Your assignment:
Restate exactly, and only, the lines from the one with "# give the pixel" through the end of the data, with both of those end lines kept. Drop any pictures.

Provided records:
===============

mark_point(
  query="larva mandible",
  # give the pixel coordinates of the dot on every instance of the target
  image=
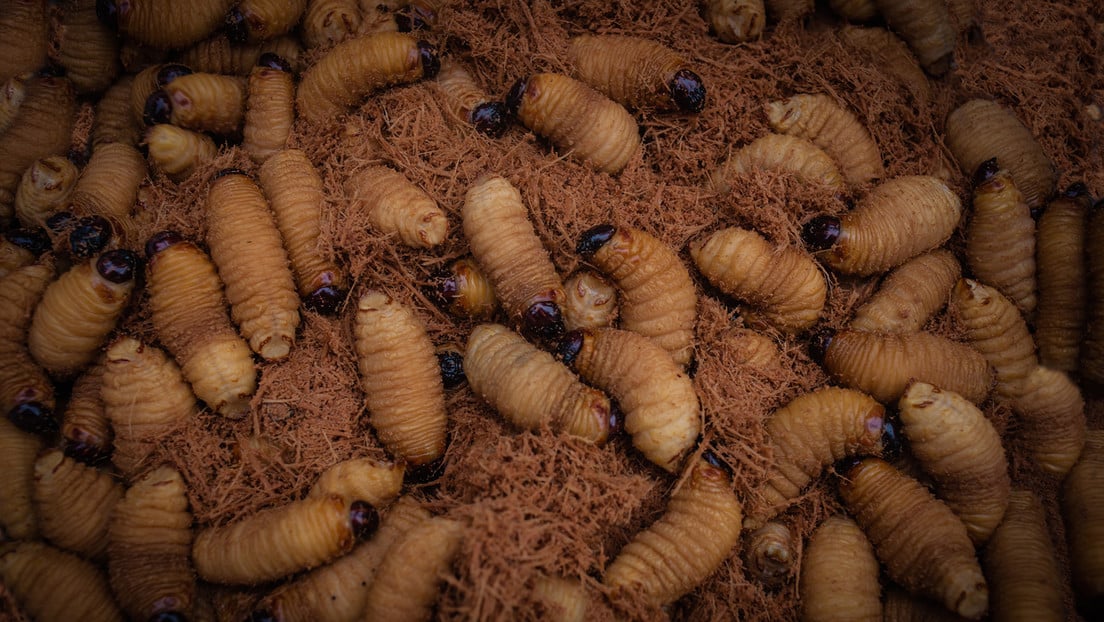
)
(354, 69)
(694, 535)
(920, 541)
(961, 450)
(396, 207)
(506, 246)
(658, 297)
(189, 314)
(839, 575)
(910, 295)
(282, 540)
(895, 221)
(399, 373)
(658, 400)
(835, 129)
(530, 388)
(248, 251)
(788, 155)
(784, 286)
(576, 119)
(294, 190)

===============

Answer for the task:
  # give the pixel coordinates of the dot on every instance of the target
  image=
)
(354, 69)
(694, 535)
(920, 541)
(961, 450)
(396, 207)
(506, 246)
(658, 297)
(189, 314)
(839, 575)
(910, 295)
(282, 540)
(895, 221)
(399, 373)
(658, 400)
(835, 129)
(530, 388)
(248, 251)
(788, 155)
(784, 286)
(576, 119)
(294, 190)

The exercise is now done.